→ **EXERCISE INSTRUCTIONS**
Reproduce the listing exactly, so that no line differs from the original.

→ **EXTRACTED MATERIAL**
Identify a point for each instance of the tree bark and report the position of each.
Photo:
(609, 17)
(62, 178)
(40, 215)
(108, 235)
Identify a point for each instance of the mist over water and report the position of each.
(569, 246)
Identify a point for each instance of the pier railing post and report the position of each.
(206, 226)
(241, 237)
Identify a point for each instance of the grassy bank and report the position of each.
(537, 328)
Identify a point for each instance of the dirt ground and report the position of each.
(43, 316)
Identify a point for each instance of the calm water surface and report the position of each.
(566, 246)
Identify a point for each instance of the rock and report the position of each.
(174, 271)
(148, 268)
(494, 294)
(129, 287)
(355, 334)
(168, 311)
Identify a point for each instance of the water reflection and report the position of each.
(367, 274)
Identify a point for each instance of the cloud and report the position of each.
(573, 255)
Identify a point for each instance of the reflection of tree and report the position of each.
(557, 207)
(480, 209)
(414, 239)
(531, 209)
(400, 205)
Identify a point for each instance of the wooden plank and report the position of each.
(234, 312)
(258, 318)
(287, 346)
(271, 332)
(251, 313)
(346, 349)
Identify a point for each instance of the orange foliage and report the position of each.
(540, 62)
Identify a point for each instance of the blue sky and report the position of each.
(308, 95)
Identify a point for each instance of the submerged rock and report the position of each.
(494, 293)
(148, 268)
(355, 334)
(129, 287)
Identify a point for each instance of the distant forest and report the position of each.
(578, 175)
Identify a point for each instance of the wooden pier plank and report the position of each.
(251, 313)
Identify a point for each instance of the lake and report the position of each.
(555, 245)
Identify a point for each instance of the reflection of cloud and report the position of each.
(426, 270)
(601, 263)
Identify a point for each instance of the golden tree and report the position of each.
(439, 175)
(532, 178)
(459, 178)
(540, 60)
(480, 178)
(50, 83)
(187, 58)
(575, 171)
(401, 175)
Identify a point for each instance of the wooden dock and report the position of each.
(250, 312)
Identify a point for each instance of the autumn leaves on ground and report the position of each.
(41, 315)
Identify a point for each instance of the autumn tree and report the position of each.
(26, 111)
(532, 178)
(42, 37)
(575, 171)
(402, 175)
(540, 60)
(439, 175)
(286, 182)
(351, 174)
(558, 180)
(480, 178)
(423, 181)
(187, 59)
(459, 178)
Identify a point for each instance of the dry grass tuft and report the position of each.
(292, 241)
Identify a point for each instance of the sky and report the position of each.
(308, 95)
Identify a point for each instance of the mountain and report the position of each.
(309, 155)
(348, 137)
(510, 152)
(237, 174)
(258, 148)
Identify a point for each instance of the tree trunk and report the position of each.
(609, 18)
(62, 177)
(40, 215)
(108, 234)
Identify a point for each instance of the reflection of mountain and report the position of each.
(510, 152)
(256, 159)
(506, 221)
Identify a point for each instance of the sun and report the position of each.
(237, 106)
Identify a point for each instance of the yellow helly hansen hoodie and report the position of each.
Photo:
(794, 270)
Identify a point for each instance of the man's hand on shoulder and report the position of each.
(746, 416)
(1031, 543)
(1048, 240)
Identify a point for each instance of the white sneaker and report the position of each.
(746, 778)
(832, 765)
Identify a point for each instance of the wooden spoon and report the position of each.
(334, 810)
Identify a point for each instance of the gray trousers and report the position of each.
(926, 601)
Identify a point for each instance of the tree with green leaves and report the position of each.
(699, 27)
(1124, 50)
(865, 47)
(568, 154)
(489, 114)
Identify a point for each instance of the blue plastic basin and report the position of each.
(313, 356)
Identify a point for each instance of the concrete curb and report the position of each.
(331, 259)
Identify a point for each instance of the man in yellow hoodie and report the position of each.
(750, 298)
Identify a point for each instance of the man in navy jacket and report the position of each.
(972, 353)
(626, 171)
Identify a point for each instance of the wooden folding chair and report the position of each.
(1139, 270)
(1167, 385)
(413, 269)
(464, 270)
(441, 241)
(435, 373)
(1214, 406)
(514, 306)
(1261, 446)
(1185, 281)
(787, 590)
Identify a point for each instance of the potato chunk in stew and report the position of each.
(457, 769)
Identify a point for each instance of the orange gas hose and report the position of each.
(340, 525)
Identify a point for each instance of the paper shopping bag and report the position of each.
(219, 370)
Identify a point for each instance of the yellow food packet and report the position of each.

→ **RESPONSE**
Identify a point for each instance of the tree bark and report the position of each.
Photo:
(609, 17)
(62, 178)
(40, 215)
(108, 235)
Identify a point for each instance of the mist over water and report the position of each.
(569, 246)
Identify a point for each instance of the pier railing post and report the position of each.
(206, 226)
(241, 237)
Identify a point for each instance of the grassy bank and report the position of each.
(537, 328)
Identify a point for each instance of the dirt ground and report the position of each.
(43, 316)
Identify a point for each instance of the calm water surface and report the position of each.
(566, 246)
Identify a point for each instance of the rock and report the position of each.
(174, 271)
(148, 268)
(494, 294)
(129, 287)
(355, 334)
(168, 311)
Identify a point for each instance of the water reflection and report the position of each.
(367, 274)
Identify a point for each instance of the cloud and report the position of each.
(573, 255)
Identify a point for each instance of the reflection of tree and report the position of each.
(557, 207)
(480, 209)
(414, 239)
(531, 209)
(400, 205)
Identify a point for each instance of the wooden plank and report the position of each.
(234, 312)
(258, 318)
(287, 346)
(271, 332)
(251, 313)
(346, 349)
Identify a point for each instance of the orange foliage and report the position of each.
(540, 62)
Identify a point for each instance of the blue sky and report the position of each.
(308, 95)
Identify a point for each instance of the submerged rock and report the position of each.
(494, 293)
(148, 268)
(355, 334)
(129, 287)
Identify a point for each instance of the distant forest and report the position of each.
(578, 175)
Identify a point for each instance of the wooden pier plank and report the position of each.
(251, 313)
Identify a point for each instance of the lake and report the position of each.
(555, 245)
Identify a point for each instance of the reflection of cloud and report the position of each.
(426, 270)
(601, 263)
Identify a point for each instance of the golden tree and report the position of each.
(439, 175)
(532, 178)
(459, 178)
(540, 60)
(480, 178)
(50, 83)
(187, 58)
(575, 171)
(401, 175)
Identify a point for each instance of the wooden dock and report the position of each.
(250, 312)
Identify a point for each instance of the autumn leaves on ground and report the position of each.
(41, 315)
Identify a point for each instance of the autumn tree and report the position of each.
(26, 111)
(532, 178)
(42, 37)
(575, 171)
(402, 175)
(540, 60)
(439, 175)
(286, 182)
(351, 174)
(558, 180)
(480, 178)
(423, 181)
(187, 59)
(459, 178)
Identify a point for each instance of the dry grass tuft and report the position of each.
(292, 241)
Identify a point for each instance of the sky and report the position of each.
(308, 95)
Identify a point for each instance of the mountain and report the position of each.
(309, 155)
(348, 137)
(510, 152)
(237, 174)
(258, 148)
Identify a point for each instance of the tree trunk and report the position of each.
(609, 18)
(62, 177)
(40, 215)
(108, 234)
Identify a point for each instance of the reflection of mountain and report the position of each.
(510, 152)
(256, 159)
(506, 221)
Identify a point for each instance of the sun and report the position of each.
(237, 106)
Identify a point for each instance of the yellow helly hansen hoodie and report the position of each.
Photo:
(794, 270)
Identify a point for each instance of the man's hand on shoulder and report the position of each.
(746, 416)
(1031, 543)
(1048, 240)
Identify a point for each instance of the white sneaker and report the position of each.
(746, 778)
(832, 765)
Identify a point for each instance of the wooden spoon and report the position of each.
(334, 810)
Identify a point for each instance of the gray trousers and report the position of each.
(926, 601)
Identify a point for each instance of the tree with green leaves and report the position of each.
(699, 27)
(1124, 50)
(865, 47)
(568, 154)
(489, 114)
Identify a point for each instance of the blue plastic basin and report the position of each.
(313, 356)
Identify a point for each instance of the concrete curb and report the position of each.
(331, 259)
Identify a point for each instance of the man in yellow hoodie and report the position of each.
(750, 298)
Identify a point for each instance of the man in navy jacket and report the position of each.
(972, 353)
(626, 171)
Identify a point for each instance of the wooden folding chair and report the position of each.
(1139, 270)
(1167, 385)
(413, 269)
(464, 270)
(441, 241)
(435, 373)
(1214, 406)
(514, 306)
(1261, 446)
(1185, 281)
(787, 590)
Identify a point for each instance of the potato chunk in stew and report the position of each.
(457, 769)
Identify a point for each instance of the orange gas hose and report the position of each.
(340, 525)
Identify a point for each instance of the paper shopping bag and report the position of each.
(219, 370)
Identify a point for each instance of the yellow food packet and report the position of each.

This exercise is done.